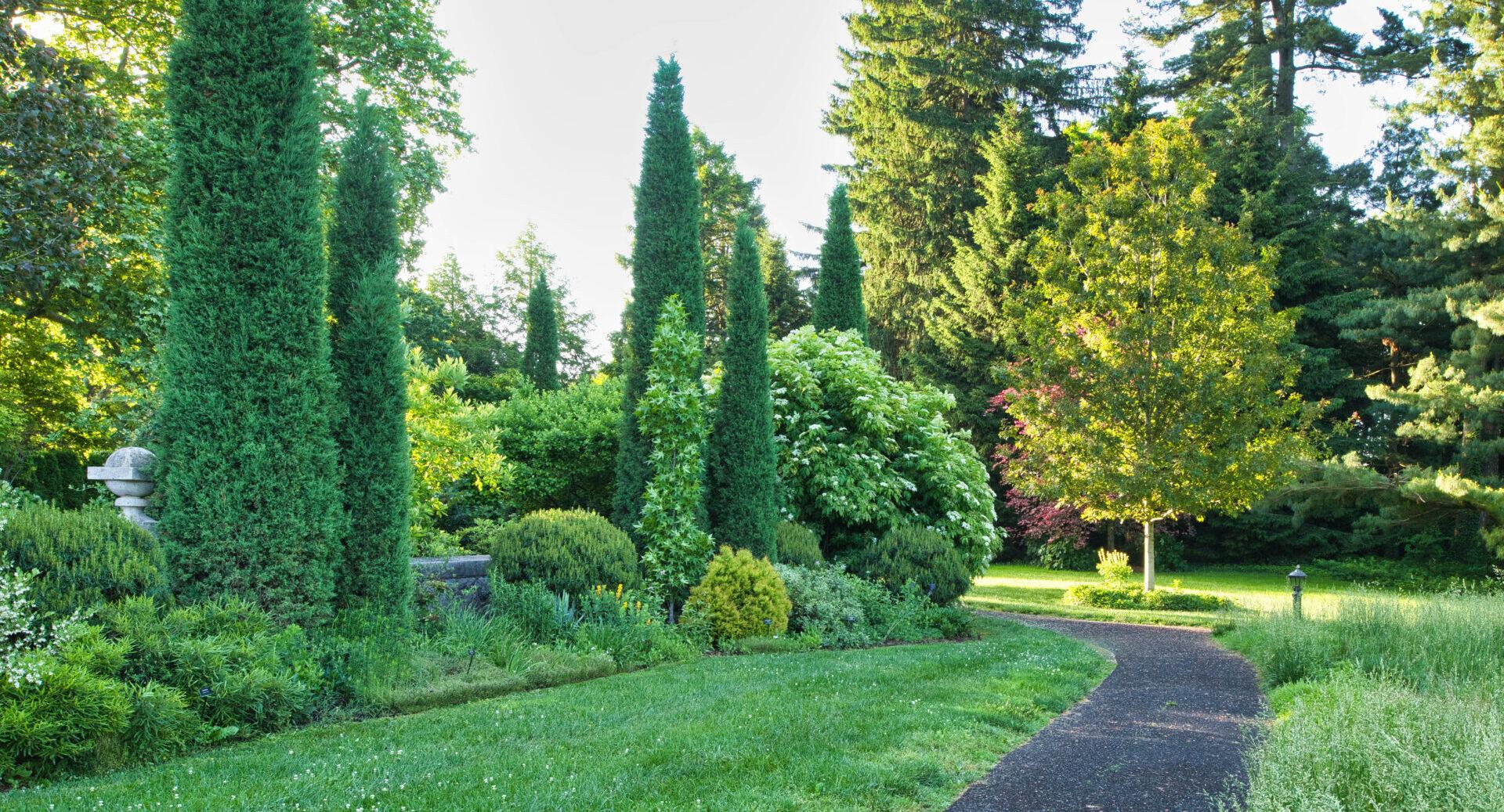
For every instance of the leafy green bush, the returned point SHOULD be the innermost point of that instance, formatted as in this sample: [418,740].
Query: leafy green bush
[797,545]
[862,452]
[910,552]
[569,550]
[67,722]
[238,666]
[1134,597]
[740,597]
[85,557]
[827,602]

..........

*Exercise instructions:* Verbatim copy without images: write the records above out in full.

*Solution to this task:*
For every instance of the leafy green bush, the returned point SHOULD be the innermost point of that instance, formatted as in this sample: [418,740].
Query: leafy green bush
[797,545]
[862,452]
[910,552]
[569,550]
[67,722]
[238,666]
[1134,597]
[740,597]
[85,557]
[827,602]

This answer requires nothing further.